= Task to carry out =
Return each line of the data below verbatim; pictures are to be left out.

— BEGIN Data lines —

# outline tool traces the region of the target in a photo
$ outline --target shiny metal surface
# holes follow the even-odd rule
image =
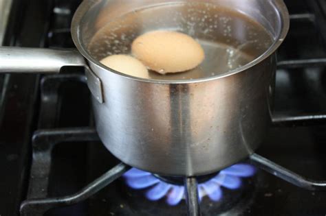
[[[251,63],[212,77],[133,77],[108,70],[89,54],[88,43],[106,22],[169,1],[84,1],[73,21],[73,38],[103,84],[105,102],[94,99],[93,104],[96,128],[107,149],[148,171],[204,175],[248,157],[262,142],[270,123],[274,53],[286,36],[289,16],[281,0],[206,1],[248,14],[274,41]]]
[[[63,67],[85,66],[78,51],[0,47],[0,73],[59,73]]]
[[[0,0],[0,45],[3,44],[12,0]]]
[[[98,103],[103,104],[104,96],[102,81],[88,67],[86,67],[85,73],[86,75],[86,80],[87,81],[87,86],[91,94],[96,99]]]
[[[102,82],[105,103],[98,101],[96,87],[93,105],[97,131],[107,148],[124,163],[153,173],[204,175],[247,158],[262,142],[271,121],[274,52],[287,34],[289,16],[282,0],[206,0],[247,14],[274,40],[254,61],[214,77],[144,80],[104,67],[89,54],[88,43],[108,21],[175,1],[85,0],[74,16],[72,32],[77,48],[99,78],[93,80]],[[0,71],[12,73],[56,73],[63,64],[84,64],[71,51],[6,47],[0,48]]]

— END Data lines —

= Reply to the task =
# outline tool traces the region of the target in a photo
$ outline --target shiny metal surface
# holes follow the even-odd rule
image =
[[[251,63],[212,77],[133,77],[108,70],[89,54],[88,43],[106,22],[169,1],[84,1],[73,21],[73,38],[103,84],[105,102],[94,99],[93,104],[96,128],[107,149],[148,171],[204,175],[248,157],[262,142],[270,123],[274,53],[286,36],[289,16],[281,0],[206,1],[248,14],[274,41]]]
[[[63,67],[85,66],[78,51],[0,47],[0,73],[59,73]]]
[[[0,0],[0,45],[3,44],[12,0]]]
[[[98,103],[103,104],[104,96],[102,81],[88,67],[86,67],[85,73],[86,75],[86,80],[87,81],[87,86],[91,94],[96,99]]]
[[[102,82],[105,103],[98,101],[96,87],[93,105],[97,131],[107,148],[124,163],[153,173],[204,175],[247,158],[262,142],[271,121],[274,52],[287,34],[289,16],[282,0],[206,0],[247,14],[274,40],[254,61],[214,77],[144,80],[104,67],[89,54],[88,43],[108,21],[175,1],[85,0],[74,16],[72,32],[77,48],[99,78],[93,80]],[[0,71],[12,73],[56,73],[63,64],[84,64],[71,51],[6,47],[0,48]]]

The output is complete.